== Segment start ==

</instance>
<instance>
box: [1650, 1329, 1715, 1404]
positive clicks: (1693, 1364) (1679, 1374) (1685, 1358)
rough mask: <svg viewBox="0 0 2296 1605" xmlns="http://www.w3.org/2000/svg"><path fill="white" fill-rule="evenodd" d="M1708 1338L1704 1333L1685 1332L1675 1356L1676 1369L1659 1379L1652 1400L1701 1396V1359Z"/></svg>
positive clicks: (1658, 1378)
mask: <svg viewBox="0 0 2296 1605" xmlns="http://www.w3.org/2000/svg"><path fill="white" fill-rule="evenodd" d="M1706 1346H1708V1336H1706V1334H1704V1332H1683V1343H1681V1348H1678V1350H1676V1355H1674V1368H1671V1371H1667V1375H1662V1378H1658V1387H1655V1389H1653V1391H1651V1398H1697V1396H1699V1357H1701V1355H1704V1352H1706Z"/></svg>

== Segment end ==

[Task directions] Copy down the whole of the data above, matching it exactly.

[Response to this exercise]
</instance>
<instance>
box: [1650, 1329, 1715, 1404]
positive clicks: (1693, 1364) (1679, 1374) (1685, 1358)
rough mask: <svg viewBox="0 0 2296 1605" xmlns="http://www.w3.org/2000/svg"><path fill="white" fill-rule="evenodd" d="M1708 1338L1704 1333L1685 1332L1675 1356L1676 1369L1659 1379L1652 1400L1701 1396V1359Z"/></svg>
positive clicks: (1658, 1378)
mask: <svg viewBox="0 0 2296 1605" xmlns="http://www.w3.org/2000/svg"><path fill="white" fill-rule="evenodd" d="M1706 1346H1708V1336H1706V1334H1704V1332H1683V1343H1681V1348H1678V1350H1676V1355H1674V1368H1671V1371H1667V1375H1662V1378H1658V1387H1655V1389H1653V1391H1651V1398H1697V1396H1699V1357H1701V1355H1704V1352H1706Z"/></svg>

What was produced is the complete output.